▶ [Entries]:
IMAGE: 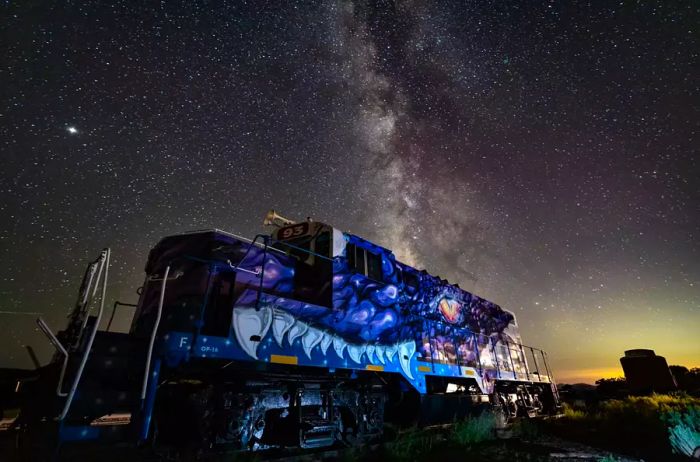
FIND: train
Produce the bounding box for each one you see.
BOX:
[14,211,559,452]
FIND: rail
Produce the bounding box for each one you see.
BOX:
[141,265,172,404]
[58,248,111,421]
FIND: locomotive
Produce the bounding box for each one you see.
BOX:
[15,211,559,451]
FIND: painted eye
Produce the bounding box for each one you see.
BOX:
[439,298,462,324]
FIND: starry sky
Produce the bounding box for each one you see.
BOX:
[0,0,700,382]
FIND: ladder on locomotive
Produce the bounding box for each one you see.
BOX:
[413,318,558,395]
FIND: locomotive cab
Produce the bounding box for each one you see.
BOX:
[272,220,345,308]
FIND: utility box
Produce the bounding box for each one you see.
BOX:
[620,349,678,394]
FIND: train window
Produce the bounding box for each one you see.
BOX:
[367,252,382,281]
[345,244,355,269]
[345,244,383,281]
[403,272,418,291]
[282,236,311,261]
[314,232,331,257]
[355,247,367,274]
[202,271,241,337]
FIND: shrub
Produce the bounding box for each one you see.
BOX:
[664,406,700,457]
[386,427,434,461]
[450,412,496,446]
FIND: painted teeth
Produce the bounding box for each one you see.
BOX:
[233,307,272,359]
[398,340,416,380]
[384,345,399,363]
[333,337,348,359]
[374,345,386,364]
[272,310,294,348]
[365,345,377,364]
[287,322,309,346]
[348,345,366,364]
[321,334,333,356]
[301,327,325,359]
[233,306,416,380]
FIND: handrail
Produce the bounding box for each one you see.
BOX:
[58,248,111,420]
[36,316,68,397]
[141,265,170,406]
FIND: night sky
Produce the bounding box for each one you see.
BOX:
[0,0,700,382]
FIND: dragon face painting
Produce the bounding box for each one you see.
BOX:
[152,234,518,390]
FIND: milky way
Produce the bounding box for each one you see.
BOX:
[0,1,700,380]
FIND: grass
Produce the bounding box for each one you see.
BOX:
[551,394,700,459]
[386,427,435,461]
[386,412,496,461]
[450,412,496,447]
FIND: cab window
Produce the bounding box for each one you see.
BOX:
[345,244,383,282]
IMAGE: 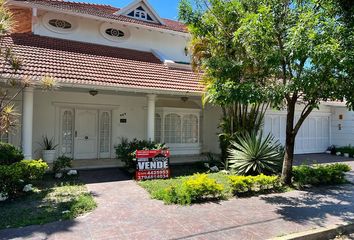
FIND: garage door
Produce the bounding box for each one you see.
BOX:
[264,113,330,154]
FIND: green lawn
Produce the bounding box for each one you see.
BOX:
[0,175,96,229]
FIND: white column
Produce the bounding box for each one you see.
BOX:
[147,94,156,141]
[22,87,33,159]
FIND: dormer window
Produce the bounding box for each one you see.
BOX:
[134,10,147,20]
[128,7,154,22]
[48,19,72,29]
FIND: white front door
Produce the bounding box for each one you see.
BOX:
[75,109,98,159]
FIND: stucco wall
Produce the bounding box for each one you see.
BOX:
[33,91,146,157]
[331,107,354,146]
[34,11,190,62]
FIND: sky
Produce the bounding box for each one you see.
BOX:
[78,0,179,20]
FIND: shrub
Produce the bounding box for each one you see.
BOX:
[293,163,351,187]
[14,160,48,181]
[115,138,167,169]
[0,142,24,165]
[0,165,25,198]
[163,174,224,205]
[53,156,73,173]
[229,132,284,175]
[0,160,48,198]
[229,174,281,195]
[336,146,354,157]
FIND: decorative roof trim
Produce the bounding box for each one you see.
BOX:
[8,0,190,38]
[116,0,165,25]
[0,74,203,97]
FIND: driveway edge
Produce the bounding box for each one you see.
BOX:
[271,223,354,240]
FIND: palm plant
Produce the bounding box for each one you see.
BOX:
[228,132,284,175]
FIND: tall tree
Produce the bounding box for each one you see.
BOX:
[180,0,354,184]
[180,1,269,163]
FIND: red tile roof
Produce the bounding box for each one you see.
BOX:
[11,0,187,33]
[1,34,203,94]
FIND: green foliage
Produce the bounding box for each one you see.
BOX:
[115,138,167,170]
[0,179,96,229]
[41,136,58,150]
[0,164,25,198]
[229,132,284,175]
[163,173,224,205]
[229,174,281,195]
[53,156,73,173]
[293,163,351,187]
[335,146,354,157]
[0,142,24,165]
[179,0,354,183]
[14,160,48,181]
[0,160,48,198]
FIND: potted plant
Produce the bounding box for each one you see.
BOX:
[42,136,58,163]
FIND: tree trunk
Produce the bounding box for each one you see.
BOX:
[281,101,296,185]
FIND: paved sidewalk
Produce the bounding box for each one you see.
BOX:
[0,157,354,240]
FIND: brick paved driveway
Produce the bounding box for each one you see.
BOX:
[0,155,354,240]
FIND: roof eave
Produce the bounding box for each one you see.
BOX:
[6,0,190,38]
[1,74,203,97]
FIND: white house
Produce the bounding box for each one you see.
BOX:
[1,0,354,167]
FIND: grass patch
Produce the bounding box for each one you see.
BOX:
[0,175,96,229]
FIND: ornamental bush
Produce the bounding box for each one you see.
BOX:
[293,163,351,187]
[229,174,281,195]
[53,156,73,173]
[14,159,48,182]
[0,142,24,165]
[115,138,167,170]
[163,173,224,205]
[0,160,48,198]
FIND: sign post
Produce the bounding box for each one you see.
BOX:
[135,150,171,181]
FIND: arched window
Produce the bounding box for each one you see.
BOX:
[164,113,182,143]
[155,113,162,143]
[105,28,125,38]
[61,110,73,155]
[182,114,199,143]
[48,19,72,30]
[100,112,111,153]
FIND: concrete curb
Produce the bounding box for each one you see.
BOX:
[272,223,354,240]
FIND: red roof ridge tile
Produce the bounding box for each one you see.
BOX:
[14,0,188,33]
[0,33,203,95]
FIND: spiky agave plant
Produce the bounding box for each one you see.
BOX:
[229,132,283,175]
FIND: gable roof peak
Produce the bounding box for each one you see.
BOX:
[115,0,165,25]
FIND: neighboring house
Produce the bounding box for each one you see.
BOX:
[1,0,354,165]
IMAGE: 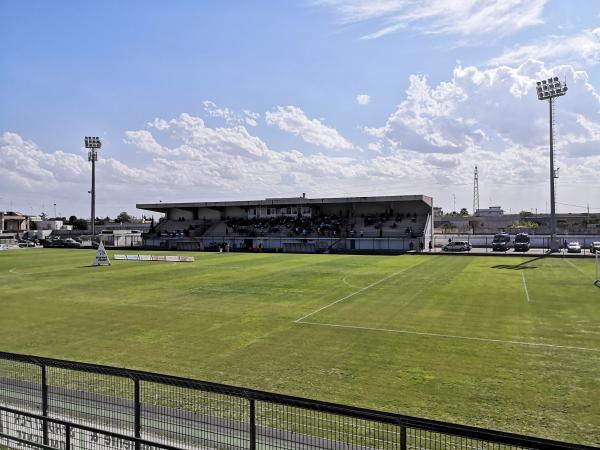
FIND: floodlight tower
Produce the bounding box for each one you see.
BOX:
[536,77,567,252]
[473,166,479,216]
[85,136,102,236]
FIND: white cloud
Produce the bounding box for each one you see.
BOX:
[365,61,600,161]
[315,0,547,39]
[123,130,168,155]
[0,66,600,215]
[356,94,371,105]
[489,28,600,67]
[265,106,353,150]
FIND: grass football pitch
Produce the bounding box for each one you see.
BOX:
[0,249,600,445]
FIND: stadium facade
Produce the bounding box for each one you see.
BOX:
[136,195,433,253]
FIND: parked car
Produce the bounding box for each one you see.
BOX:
[442,241,473,252]
[63,238,81,248]
[492,233,510,252]
[515,233,531,252]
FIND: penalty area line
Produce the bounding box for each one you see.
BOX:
[521,272,530,302]
[563,258,588,277]
[296,322,600,352]
[294,256,439,323]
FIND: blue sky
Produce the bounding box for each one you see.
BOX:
[0,0,600,216]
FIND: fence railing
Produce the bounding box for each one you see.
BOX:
[0,352,594,450]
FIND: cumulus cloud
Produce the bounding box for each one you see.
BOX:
[0,61,600,214]
[489,28,600,67]
[365,61,600,162]
[315,0,547,39]
[356,94,371,105]
[265,106,353,150]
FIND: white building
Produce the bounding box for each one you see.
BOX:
[475,206,504,217]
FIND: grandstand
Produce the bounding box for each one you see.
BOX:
[136,194,433,253]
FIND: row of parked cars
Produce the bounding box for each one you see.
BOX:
[442,233,600,253]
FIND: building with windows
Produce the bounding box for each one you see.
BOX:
[137,194,433,251]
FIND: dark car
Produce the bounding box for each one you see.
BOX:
[515,233,531,252]
[442,241,473,252]
[492,233,510,252]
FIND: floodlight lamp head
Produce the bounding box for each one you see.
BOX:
[84,136,102,149]
[536,77,567,100]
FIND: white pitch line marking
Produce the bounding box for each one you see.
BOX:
[563,258,587,277]
[521,272,530,302]
[299,322,600,352]
[294,259,436,323]
[342,275,364,289]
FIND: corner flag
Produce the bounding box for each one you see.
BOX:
[94,241,110,266]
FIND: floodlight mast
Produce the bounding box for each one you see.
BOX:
[536,77,567,252]
[84,136,102,240]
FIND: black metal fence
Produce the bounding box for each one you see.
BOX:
[0,352,593,450]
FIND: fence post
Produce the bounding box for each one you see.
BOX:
[250,398,256,450]
[133,378,142,450]
[400,422,407,450]
[65,423,71,450]
[41,363,48,445]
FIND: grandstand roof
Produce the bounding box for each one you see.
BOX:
[136,195,433,212]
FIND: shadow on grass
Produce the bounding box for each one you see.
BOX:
[492,256,545,270]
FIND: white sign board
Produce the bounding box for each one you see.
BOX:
[0,411,151,450]
[94,241,110,266]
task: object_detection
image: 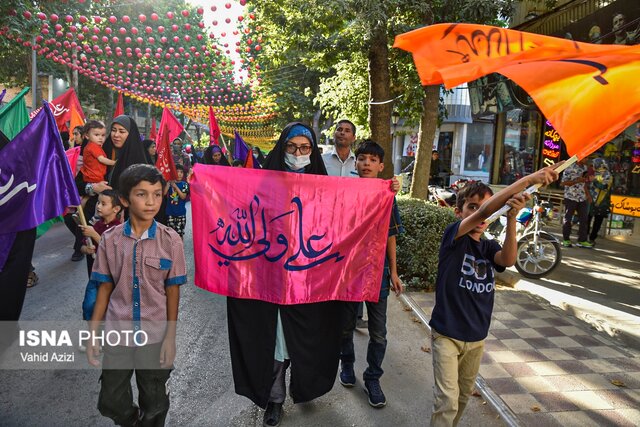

▶ [Goal]: Find every line in the items that contains the string "white" and copy each one. Case matters.

▶ [Written solution]:
FIND: white column
FIND: white front door
FIND: white house
FIND: white cloud
FIND: white building
FIND: white pitch line marking
FIND: white sign board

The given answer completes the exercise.